### Passage given
##############################
Tag Archives: impulsive

555. Opinions and Self-Aware Assessments

 

“Opinions are always ego and are never aware of what is life really

opinions can only exist in the mirror as ego” –  Bernard Poolman  

Here I’m having a look at how I become complicit to building the ego in our minds by giving worth, value and ‘the time of day’ to opinions and building an experience of ‘fearing’ certain opinions coming ‘from others’ in my life.

 

Now this is one of those things that it’s best to truly debunk and lay it out on ‘paper’ so to speak, because I’ve found myself still giving too much space – too much acceptance and allowance – to hypothetical opinions that I believe others may have about my life and my choices, decisions and fearing that there is something that I might ‘lose’ about myself through those opinions – like credibility, self-respect, honor – but is it really so?

 

Considering that an opinion is always coming from one’s own mind and experience in it, how can I base words or aspects – that I have to live in reality for and as myself -on others giving those attributes ‘to me’ through having a good or bad opinion about myself? It is the same as in believing that one is being truly free while living in fear of something and that’s impossible – same paradox with one believing that it is someone else that must ‘give credit’ to what one is or ‘validate’ who we are at their eyes.

 

What I’ve missed is how opinions as the building blocks of our minds/ego perpetuate and regenerate the same deception that we all collectively accept and allow through giving it ‘power’ through validation, giving it worth, giving a space into defining ourselves and ‘who we are’ through them.
##############################
### Given data
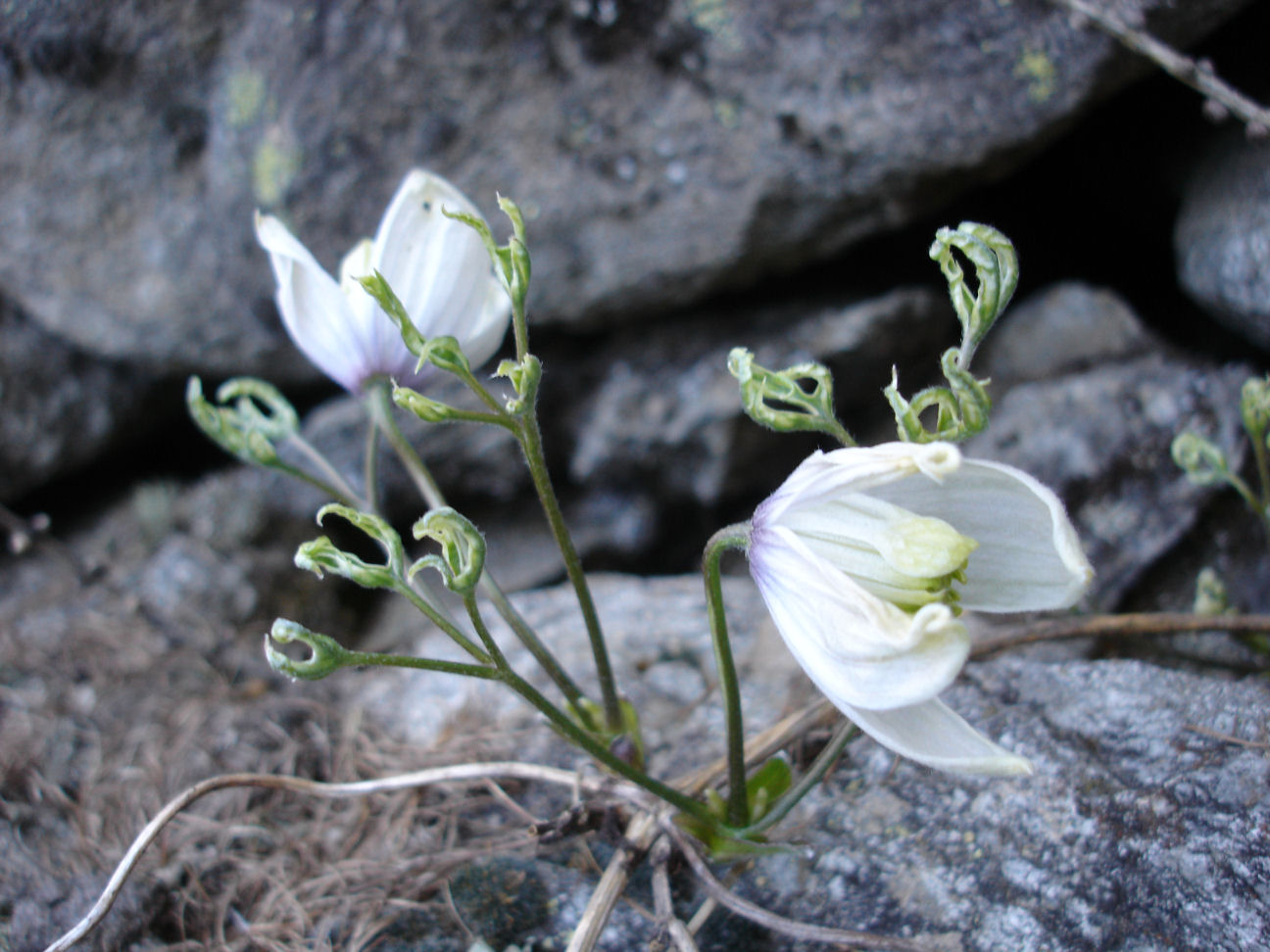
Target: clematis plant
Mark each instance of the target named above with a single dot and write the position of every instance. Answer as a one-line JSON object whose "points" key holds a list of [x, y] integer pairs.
{"points": [[863, 556], [437, 266]]}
##############################
### Aim 1
Answer from the passage on opinions, one answer a line:
(a) According to the quotation at the top, where can opinions only exist?
(b) Which three things does the writer fear losing through others' opinions?
(c) Where does an opinion always come from, according to the passage?
### Aim 2
Please reproduce the passage on opinions starting with "555. Opinions and" and going on through "in my life.".

### Exercise result 1
(a) In the mirror as ego.
(b) Credibility, self-respect and honor.
(c) From one's own mind and experience in it.

### Exercise result 2
555. Opinions and Self-Aware Assessments

 

“Opinions are always ego and are never aware of what is life really

opinions can only exist in the mirror as ego” –  Bernard Poolman  

Here I’m having a look at how I become complicit to building the ego in our minds by giving worth, value and ‘the time of day’ to opinions and building an experience of ‘fearing’ certain opinions coming ‘from others’ in my life.